═════ Teks yang Diberikan ═════
Menuju konten utama

PDIP Desak Jokowi agar Kudatuli Masuk Pelanggaran HAM Berat

Ribka memprotes Jokowi yang tak mengakui peristiwa Kudatuli masuk dalam daftar 12 pelanggaran HAM berat.

PDIP Desak Jokowi agar Kudatuli Masuk Pelanggaran HAM Berat
Warga bersepeda melintas di depan spanduk bertuliskan 21 Tahun Tanpa Keadilan, Peristiwa 27 Juli 1996 yang terpasang di depan kantor DPP PDI Perjuangan, Jalan Diponegoro, Jakarta, Kamis (27/7). ANTARA FOTO/Galih Pradipta

tirto.id - PDIP mendesak kerusuhan 27 Juli 1996 atau yang dikenal dengan Kudatuli dijadikan peristiwa pelanggaran HAM berat. Mereka memprotes peristiwa Kudatuli itu tak masuk daftar pelanggaran HAM berat yang dirilis pemerintahan Jokowi.
═════ Blok Data ═════
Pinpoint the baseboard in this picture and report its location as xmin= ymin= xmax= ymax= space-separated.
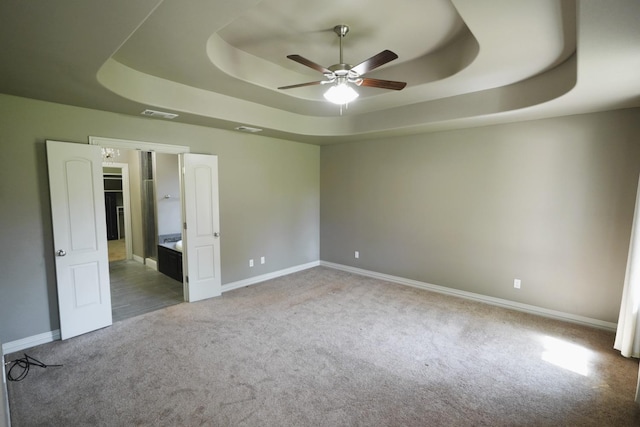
═════
## Petunjuk Tugas:
Salin ulang dengan tepat bagian teks tentang Kudatuli mulai dari "tirto.id - PDIP" sampai dengan "dirilis pemerintahan Jokowi.".

## Penyelesaian Latihan:
tirto.id - PDIP mendesak kerusuhan 27 Juli 1996 atau yang dikenal dengan Kudatuli dijadikan peristiwa pelanggaran HAM berat. Mereka memprotes peristiwa Kudatuli itu tak masuk daftar pelanggaran HAM berat yang dirilis pemerintahan Jokowi.